Die Lizenz zum Träumen

  • Die Lizenz zum Träumen
    VON CHRISTIAN OEYNHAUSEN, 13.03.08, 22:06h


    Hamburg - Zum Feiern blieb keine Zeit. Ein „Fläschchen Bier im Bus“ müsse reichen, sagte Michael Skibbe. Eine Stunde nach dem Spiel in Hamburg rollte Bayer 04 Leverkusen bereits durch das vom Sturm zerzauste Norddeutschland gen Heimat. „Klatschmarsch, Abmarsch“, dichtete Manager Michael Reschke. Am Sonntag steht mit dem 1. FC Nürnberg die nächste Aufgabe im Kerngeschäft Bundesliga an. Die bisher so schöne Saison kann leicht noch in Enttäuschung enden, wenn sich der Tabellenvierte noch von Schalke und Stuttgart überholen ließe. Also schleunigst zurück in den Alltag. Weit nach Mitternacht war Bayer 04 daheim, für elf Uhr am Donnerstag hatte Skibbe das nächste Training angesetzt. Das sei doch nicht hart, sagte der Coach: „Das Spiel heute, das war hart.“


    Das konnte man sehen, als die Spieler nach dem Uefa-Cup-Rückspiel vom Rasen in die Kabinen kamen, nach einem dramatischen Duell, in dem Leverkusen 2:3 (1:0) verlor und doch der Sieger war, der ins Viertelfinale einzog. Verdreckt, ausgepumpt, gezeichnet von der dramatischen Regenschlacht staksten sie in den Bauch der Arena. Dort gelang den erschöpften Leverkusenern dann doch ein Lächeln. Sie hatten Dusel gehabt, das war ihnen bewusst. „Wir hatten heute das glücklichere Händchen“, sagte Verteidiger Manuel Friedrich. „Wir sind mit eineinhalb bis zwei blauen Augen davongekommen“, meinte Trainer Skibbe.

■ Bereitgestellte Daten:
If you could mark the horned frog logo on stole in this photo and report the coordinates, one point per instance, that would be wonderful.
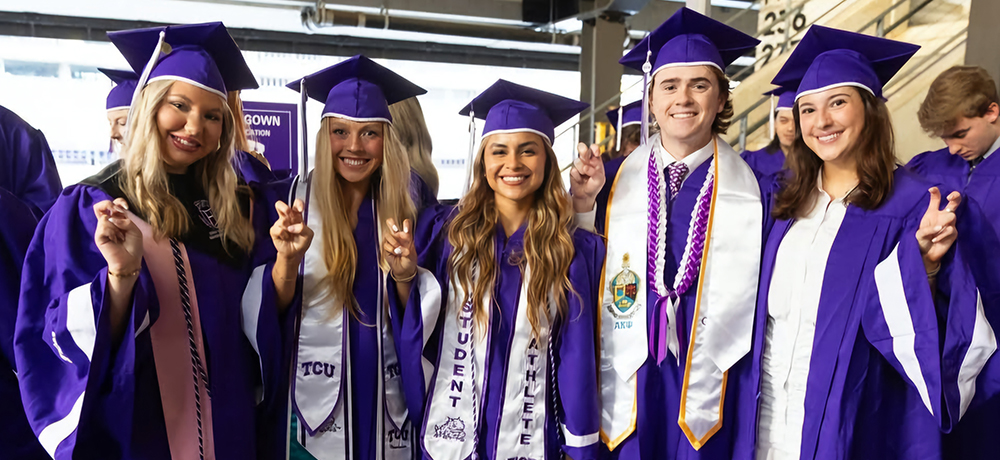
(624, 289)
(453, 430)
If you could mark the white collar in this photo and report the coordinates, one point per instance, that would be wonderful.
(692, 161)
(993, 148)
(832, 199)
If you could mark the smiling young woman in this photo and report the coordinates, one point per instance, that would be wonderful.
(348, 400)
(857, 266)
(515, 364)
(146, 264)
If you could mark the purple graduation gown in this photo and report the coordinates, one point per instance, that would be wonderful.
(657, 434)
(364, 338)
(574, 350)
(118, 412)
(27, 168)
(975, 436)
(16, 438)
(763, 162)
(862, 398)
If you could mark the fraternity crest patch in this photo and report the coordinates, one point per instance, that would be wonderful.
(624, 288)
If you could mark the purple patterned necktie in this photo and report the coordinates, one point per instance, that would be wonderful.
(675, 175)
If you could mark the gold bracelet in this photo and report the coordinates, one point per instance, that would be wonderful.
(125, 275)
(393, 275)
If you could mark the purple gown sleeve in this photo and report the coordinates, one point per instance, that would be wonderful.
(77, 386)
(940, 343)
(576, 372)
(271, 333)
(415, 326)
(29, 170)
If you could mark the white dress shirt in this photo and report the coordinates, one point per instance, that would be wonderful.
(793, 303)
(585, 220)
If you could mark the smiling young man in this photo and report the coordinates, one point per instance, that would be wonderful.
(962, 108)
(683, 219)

---

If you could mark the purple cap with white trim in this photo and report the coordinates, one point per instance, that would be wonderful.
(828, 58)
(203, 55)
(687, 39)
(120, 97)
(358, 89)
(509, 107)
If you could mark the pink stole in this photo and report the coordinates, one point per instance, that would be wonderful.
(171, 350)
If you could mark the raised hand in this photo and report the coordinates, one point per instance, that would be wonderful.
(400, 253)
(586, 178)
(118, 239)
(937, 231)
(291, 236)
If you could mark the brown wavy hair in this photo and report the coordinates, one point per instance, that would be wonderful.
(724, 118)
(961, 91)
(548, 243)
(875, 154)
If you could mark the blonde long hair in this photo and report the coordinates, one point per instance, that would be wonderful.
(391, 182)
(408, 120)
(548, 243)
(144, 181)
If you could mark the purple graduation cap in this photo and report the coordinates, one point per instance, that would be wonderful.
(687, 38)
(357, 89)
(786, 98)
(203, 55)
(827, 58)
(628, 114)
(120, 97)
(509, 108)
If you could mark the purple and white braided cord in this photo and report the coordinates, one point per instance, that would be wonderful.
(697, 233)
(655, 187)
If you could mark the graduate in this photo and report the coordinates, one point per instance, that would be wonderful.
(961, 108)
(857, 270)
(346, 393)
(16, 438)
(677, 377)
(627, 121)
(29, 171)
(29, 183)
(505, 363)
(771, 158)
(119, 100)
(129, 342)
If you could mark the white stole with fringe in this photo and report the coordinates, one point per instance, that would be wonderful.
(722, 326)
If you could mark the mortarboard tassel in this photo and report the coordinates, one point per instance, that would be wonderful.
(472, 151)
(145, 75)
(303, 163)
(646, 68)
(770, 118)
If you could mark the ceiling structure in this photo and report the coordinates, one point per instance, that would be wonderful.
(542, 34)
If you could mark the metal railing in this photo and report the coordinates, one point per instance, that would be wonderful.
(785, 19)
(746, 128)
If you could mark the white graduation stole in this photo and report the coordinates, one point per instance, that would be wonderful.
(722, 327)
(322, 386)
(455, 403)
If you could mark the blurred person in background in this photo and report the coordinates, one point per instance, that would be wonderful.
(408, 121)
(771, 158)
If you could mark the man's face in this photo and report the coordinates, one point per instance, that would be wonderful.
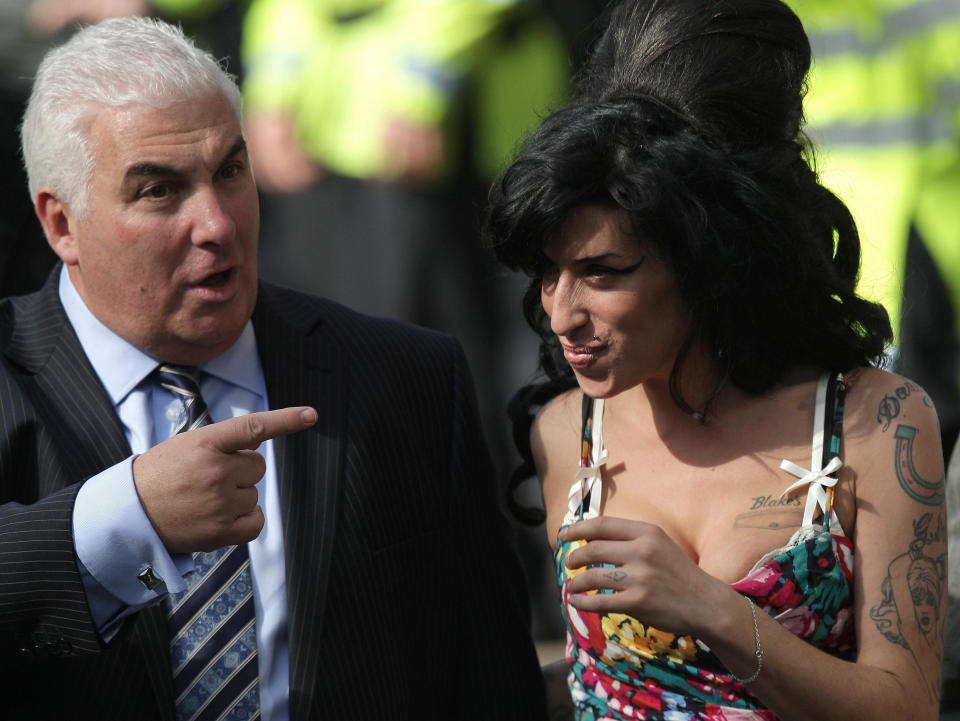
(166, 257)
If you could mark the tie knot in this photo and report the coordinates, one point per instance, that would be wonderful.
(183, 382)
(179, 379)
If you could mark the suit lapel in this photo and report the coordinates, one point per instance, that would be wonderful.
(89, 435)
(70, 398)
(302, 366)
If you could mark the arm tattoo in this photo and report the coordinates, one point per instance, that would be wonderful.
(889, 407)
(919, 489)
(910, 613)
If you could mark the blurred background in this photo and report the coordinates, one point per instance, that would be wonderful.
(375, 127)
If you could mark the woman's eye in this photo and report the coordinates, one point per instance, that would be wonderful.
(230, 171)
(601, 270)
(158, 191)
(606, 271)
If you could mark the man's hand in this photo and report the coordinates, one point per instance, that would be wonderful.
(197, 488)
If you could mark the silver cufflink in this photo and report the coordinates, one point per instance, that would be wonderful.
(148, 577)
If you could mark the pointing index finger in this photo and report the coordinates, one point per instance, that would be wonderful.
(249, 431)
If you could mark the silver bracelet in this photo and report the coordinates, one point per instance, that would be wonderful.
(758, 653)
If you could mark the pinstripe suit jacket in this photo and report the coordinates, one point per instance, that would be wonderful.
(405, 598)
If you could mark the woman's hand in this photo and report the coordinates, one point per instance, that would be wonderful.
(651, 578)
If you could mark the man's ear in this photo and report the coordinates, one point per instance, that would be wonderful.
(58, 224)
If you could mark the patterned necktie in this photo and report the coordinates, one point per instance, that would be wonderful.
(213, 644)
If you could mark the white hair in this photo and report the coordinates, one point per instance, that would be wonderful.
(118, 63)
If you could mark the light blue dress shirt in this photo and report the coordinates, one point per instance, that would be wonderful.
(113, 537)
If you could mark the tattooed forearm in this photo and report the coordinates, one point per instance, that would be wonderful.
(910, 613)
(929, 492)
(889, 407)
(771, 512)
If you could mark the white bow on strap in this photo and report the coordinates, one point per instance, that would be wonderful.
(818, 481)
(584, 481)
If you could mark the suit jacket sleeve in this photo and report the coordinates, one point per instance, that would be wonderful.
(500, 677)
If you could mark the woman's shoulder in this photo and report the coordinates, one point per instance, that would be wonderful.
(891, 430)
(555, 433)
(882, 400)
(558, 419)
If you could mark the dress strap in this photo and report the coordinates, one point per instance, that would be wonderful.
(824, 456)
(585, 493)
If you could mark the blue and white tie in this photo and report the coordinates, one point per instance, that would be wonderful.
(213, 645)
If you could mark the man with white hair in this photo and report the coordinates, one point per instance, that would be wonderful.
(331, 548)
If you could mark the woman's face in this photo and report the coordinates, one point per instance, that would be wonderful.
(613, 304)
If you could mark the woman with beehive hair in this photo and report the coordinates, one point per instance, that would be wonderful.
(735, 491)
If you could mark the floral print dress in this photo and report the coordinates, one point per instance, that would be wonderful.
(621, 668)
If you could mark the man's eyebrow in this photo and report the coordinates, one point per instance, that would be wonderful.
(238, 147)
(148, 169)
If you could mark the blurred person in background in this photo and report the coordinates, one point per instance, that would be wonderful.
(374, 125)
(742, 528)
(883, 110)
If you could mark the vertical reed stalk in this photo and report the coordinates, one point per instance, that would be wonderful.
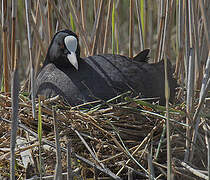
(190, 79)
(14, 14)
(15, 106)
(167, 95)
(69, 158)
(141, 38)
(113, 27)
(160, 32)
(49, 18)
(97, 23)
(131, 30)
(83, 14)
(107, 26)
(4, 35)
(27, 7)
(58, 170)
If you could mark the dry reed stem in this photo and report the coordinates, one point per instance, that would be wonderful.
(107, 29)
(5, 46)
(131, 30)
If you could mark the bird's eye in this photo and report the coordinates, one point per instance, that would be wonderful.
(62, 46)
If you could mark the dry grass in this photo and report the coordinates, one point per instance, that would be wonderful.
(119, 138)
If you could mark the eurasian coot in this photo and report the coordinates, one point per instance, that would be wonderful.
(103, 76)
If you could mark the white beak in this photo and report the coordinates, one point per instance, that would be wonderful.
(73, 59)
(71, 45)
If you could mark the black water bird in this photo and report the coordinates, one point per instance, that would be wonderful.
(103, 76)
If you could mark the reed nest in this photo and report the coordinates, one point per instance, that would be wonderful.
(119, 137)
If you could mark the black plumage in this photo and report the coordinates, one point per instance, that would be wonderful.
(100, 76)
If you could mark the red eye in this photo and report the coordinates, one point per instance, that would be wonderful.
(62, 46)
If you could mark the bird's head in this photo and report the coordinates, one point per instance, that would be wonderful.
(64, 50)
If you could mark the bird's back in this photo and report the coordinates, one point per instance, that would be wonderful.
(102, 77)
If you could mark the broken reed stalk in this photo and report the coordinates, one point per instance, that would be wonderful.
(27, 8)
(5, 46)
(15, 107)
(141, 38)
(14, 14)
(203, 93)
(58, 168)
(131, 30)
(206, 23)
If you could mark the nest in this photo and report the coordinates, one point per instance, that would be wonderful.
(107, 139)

■ Arbeitsauftrag A:
Für wann hatte Skibbe laut dem Lerntext über Bayer 04 Leverkusen das nächste Training angesetzt?
■ Arbeitsauftrag B:
Führe den Bericht über das Uefa-Cup-Rückspiel von Bayer 04 Leverkusen in Hamburg im Anschluss an seinen letzten Satz weiter.

■ Schriftliche Antwort A:
Für elf Uhr am Donnerstag.

■ Schriftliche Antwort B:
    Über zwei Spiele gesehen, war Leverkusen vielleicht einen Hauch besser und das addierte Ergebnis gerecht. Aber was der Tabellenvierte der Liga nach dem 2:1-Führungstor durch Theofanis Gekas in Hamburg vorführte, war das Gegenteil von clever und abgezockt. „Nach dem 2:1 haben wir gedacht, die Sache ist gegessen“, gestand Stefan Kießling. In der Folge standen sie tief in der eigenen Hälfte und ließen sich vom HSV einschnüren, dass dem Trainer angst und bange wurde: „Wir haben ihnen 80 Meter Spielfeld überlassen. Das vierte Tor lag in der Luft“, sagte Skibbe. „Wir haben heute hinten absolut schlecht gespielt. Das darf nicht passieren“, sagte Friedrich ehrlich.


    Ohne den wieder mal famosen Torwart René Adler hätte es schon in der ersten Hälfte übel ausgesehen. Der 23-Jährige hat sein Team schon in Istanbul in der Runde zuvor gerettet, dann beim 2:2 in Karlsruhe und nun wieder. Adler hat mit starken Leistungen auch das Torwart-Glück auf seine Seite gezwungen: Hamburgs Olic schob einen Abpraller am leeren Tor vorbei.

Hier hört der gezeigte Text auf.